*Stated exercise*
Could you restate the items below with "even-odd rule" changed to "nonzero winding rule" and nothing else altered?

- - - - - - -

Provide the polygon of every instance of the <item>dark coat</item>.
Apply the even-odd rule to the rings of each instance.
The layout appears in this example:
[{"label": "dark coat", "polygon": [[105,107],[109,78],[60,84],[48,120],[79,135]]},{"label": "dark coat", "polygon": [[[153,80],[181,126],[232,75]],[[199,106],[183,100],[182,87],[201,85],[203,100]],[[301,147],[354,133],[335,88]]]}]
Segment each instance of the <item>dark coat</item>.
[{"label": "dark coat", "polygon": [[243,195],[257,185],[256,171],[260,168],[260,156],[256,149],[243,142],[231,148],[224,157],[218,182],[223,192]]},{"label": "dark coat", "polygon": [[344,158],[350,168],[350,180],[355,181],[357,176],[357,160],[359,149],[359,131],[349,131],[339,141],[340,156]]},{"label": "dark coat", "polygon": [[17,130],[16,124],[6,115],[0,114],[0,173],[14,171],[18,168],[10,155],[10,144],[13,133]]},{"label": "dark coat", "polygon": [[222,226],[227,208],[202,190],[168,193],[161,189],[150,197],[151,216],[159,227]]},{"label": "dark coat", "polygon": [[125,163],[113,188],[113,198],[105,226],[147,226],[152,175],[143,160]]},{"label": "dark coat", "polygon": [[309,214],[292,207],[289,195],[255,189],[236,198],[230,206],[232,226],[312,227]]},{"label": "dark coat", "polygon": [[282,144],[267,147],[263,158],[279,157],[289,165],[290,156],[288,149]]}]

- - - - - - -

*Task response*
Provide the polygon of every instance of the <item>dark coat</item>.
Apply the nonzero winding rule to the rings of each instance.
The layout appears in this example:
[{"label": "dark coat", "polygon": [[105,107],[109,78],[60,84],[48,120],[79,135]]},{"label": "dark coat", "polygon": [[[153,80],[181,126],[232,75]],[[199,106],[183,100],[182,87],[201,85],[203,100]],[[301,147],[354,133],[335,88]]]}]
Segment each instance of the <item>dark coat</item>.
[{"label": "dark coat", "polygon": [[243,195],[257,185],[256,171],[260,168],[260,156],[256,149],[243,142],[231,148],[224,157],[218,182],[223,192]]},{"label": "dark coat", "polygon": [[344,158],[350,168],[350,180],[355,181],[357,176],[357,160],[359,149],[359,131],[349,131],[339,141],[340,156]]},{"label": "dark coat", "polygon": [[17,130],[16,124],[6,115],[0,114],[0,173],[14,171],[18,168],[10,155],[10,144],[13,133]]},{"label": "dark coat", "polygon": [[222,226],[227,208],[202,190],[168,193],[161,189],[150,197],[151,216],[159,227]]},{"label": "dark coat", "polygon": [[125,163],[113,188],[113,198],[105,226],[147,226],[152,175],[143,160]]},{"label": "dark coat", "polygon": [[309,214],[292,207],[289,195],[255,189],[236,198],[230,206],[232,226],[312,227]]},{"label": "dark coat", "polygon": [[282,144],[267,147],[263,158],[279,157],[289,165],[290,156],[288,149]]}]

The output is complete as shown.